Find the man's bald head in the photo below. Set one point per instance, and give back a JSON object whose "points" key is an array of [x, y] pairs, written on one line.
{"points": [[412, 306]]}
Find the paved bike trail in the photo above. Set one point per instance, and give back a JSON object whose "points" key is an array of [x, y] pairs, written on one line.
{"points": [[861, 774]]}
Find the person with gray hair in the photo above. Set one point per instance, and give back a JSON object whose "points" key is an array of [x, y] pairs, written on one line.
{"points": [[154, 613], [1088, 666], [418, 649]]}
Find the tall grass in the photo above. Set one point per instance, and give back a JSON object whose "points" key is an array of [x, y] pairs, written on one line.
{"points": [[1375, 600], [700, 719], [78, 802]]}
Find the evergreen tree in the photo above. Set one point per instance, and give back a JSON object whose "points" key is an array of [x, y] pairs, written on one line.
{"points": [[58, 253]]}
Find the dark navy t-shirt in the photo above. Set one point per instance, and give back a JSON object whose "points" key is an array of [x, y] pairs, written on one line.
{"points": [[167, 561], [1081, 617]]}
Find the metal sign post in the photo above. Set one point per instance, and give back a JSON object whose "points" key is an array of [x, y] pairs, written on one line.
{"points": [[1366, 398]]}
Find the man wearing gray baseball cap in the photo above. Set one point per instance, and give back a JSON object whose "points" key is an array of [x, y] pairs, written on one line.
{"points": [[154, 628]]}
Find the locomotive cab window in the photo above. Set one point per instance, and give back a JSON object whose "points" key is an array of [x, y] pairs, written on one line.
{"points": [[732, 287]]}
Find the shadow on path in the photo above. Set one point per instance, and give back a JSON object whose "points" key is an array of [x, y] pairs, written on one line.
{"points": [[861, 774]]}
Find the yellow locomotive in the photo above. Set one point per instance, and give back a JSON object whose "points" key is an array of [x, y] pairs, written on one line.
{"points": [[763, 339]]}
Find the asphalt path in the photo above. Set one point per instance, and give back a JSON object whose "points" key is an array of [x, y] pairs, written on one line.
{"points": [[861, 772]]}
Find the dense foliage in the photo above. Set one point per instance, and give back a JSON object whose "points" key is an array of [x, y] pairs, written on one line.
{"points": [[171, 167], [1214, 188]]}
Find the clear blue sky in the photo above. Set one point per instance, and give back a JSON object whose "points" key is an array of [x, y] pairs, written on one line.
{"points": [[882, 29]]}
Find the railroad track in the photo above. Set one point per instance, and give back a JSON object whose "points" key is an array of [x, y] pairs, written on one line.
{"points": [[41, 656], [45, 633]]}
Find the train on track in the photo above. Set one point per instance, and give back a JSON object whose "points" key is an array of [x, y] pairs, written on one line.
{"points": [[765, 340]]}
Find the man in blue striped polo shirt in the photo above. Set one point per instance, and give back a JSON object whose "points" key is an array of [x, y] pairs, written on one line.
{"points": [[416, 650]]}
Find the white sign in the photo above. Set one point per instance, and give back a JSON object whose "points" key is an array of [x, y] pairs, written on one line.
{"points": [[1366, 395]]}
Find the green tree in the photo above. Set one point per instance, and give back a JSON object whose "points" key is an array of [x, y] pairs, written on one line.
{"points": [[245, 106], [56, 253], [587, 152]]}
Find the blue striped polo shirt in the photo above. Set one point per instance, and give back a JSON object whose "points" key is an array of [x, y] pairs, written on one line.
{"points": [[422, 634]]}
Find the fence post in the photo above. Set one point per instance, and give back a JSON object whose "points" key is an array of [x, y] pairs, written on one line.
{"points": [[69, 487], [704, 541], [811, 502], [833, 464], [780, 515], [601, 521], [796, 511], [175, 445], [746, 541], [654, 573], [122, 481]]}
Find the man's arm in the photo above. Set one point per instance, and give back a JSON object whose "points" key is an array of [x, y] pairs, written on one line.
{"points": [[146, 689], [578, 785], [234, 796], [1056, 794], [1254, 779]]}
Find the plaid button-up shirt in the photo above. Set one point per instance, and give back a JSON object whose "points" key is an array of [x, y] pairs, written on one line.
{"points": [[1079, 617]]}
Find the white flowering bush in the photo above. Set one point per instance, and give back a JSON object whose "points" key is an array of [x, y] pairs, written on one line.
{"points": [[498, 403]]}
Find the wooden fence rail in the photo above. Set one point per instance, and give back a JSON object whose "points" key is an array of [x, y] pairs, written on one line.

TASK DIRECTIONS — Retype every entry exactly.

SOLUTION —
Find the man's bald head in the photo below. Set one point per instance, and give back a JSON object whose "points" key is an array of [x, y] pairs, written on one line.
{"points": [[412, 306]]}
Find the paved bike trail in the photo above. Set one point per instance, and give back a JSON object whose "points" key is an array of [x, y] pairs, written on one line.
{"points": [[861, 774]]}
Find the person with gray hair in the photo above. Set one point per instance, and give back a JSON object whose "points" key is an array of [x, y] pairs, written on one line.
{"points": [[154, 613], [1088, 666], [418, 649]]}
Find the tall grass in the photo above. Set one point per instance, and give back a JSON object whose "points" key is an array of [x, y] pairs, written on one line.
{"points": [[1375, 600], [700, 719], [78, 802]]}
Find the evergreen tree in the photo above. Set one point per instance, and give back a JSON object whose "points" key is an array of [x, y] pairs, written on one line.
{"points": [[58, 253]]}
Find the dark navy t-shirt in the photo above. Set one point per instance, and give back a JSON object whose "points" key is an array of [x, y] pairs, written on one line.
{"points": [[167, 561], [1081, 617]]}
Find the metal sign post in the photo above. Set one point per instance, and give back a JSON object whose "points" key is an array of [x, y] pairs, written on one line.
{"points": [[1366, 398]]}
Find the man wearing gray baseball cap in the photo above. Set one point per instance, and give back a JSON object whose "points" key is an array of [x, y] pairs, written on one line.
{"points": [[154, 628]]}
Find the locomotive cab window in the photo above. Set one point per instance, and give back a JSON object whose "points" key is an array of [x, y] pairs, written on one line.
{"points": [[732, 287]]}
Find the shadow on path in the photo above. Set one point per instance, and give back a JSON object whose "points" key is an array of [x, y] pairs, written on one line.
{"points": [[861, 774]]}
Find the yellow locomotive in the photo above. Set one point per instance, and give back a JSON object whose "points" key is an array of [x, y] pairs, written on one line.
{"points": [[763, 339]]}
Find the asphalt path in the photo above. Set one point per instance, and give back a JSON object whose "points" key is an array of [x, y] pairs, written on one line.
{"points": [[861, 772]]}
Find the dense foliage in the photo above. Set one point per instance, and give back a JSON object whose "points" key is an array of [x, y] pairs, written on one line.
{"points": [[171, 167], [1214, 188]]}
Find the clear blue sky in the photo above. Set one point per instance, and give back a JSON object whose "points" key is an array of [x, y] pairs, written on one line.
{"points": [[882, 29]]}
Find the railroad track in the photo above. Set one point per instance, and give back a JSON object whose "points" key is an array of [x, y] pairs, written on one line.
{"points": [[41, 656], [45, 633]]}
Find the train on track in the photo above. Set one point per instance, and give back a JSON object whose "points" key is an array of [x, y] pairs, written on one line.
{"points": [[765, 340]]}
Find the man in blue striped polo shirt in the photo above. Set one point per instance, and give back a JSON object whose "points" key is an array of [x, y] pairs, written on one line.
{"points": [[416, 650]]}
Find the white sign in the photo above. Set one point per instance, and give back a JSON object whose "points" key is an array of [x, y] pairs, written on one line.
{"points": [[1366, 395]]}
Find the green tree in the photo above. Set one point per instance, and give back a JSON object whose "points" key is an array of [x, y] pairs, written on one line.
{"points": [[245, 106], [56, 253], [587, 152]]}
Find the blue striped polo shirt in the photo above. Set one point per instance, and give back a JSON object whose "points" key is an array of [x, y] pairs, written on one line.
{"points": [[422, 634]]}
Find the fence post in the photo above. Set one point per instance, and give back a JSON object whose "points" key is an array of [x, y] pairs, written on one line.
{"points": [[69, 487], [704, 541], [811, 502], [833, 464], [780, 515], [601, 521], [796, 511], [175, 445], [746, 541], [654, 573], [122, 481]]}
Find the man's arm in the photo above. Set one point per instance, and give back a JSON object whose "points" key is an array of [x, y] pairs, written on one line.
{"points": [[146, 689], [578, 785], [234, 796], [1056, 794], [1254, 779]]}
Find the plaid button-up shirt in the photo above. Set one point per instance, and give back a JSON object whose "points" key is an array of [x, y] pairs, written on one line.
{"points": [[1079, 617]]}
Find the white flowering bush in the photo above. Set one point per instance, and give back a JSON object whose "points" key is an array of [x, y] pairs, written on one line.
{"points": [[498, 403]]}
Find the wooden fence rail in the photo above. Set one point per instance, and give back a JSON object whose "points" key is an array of [x, y] pairs, written on one line.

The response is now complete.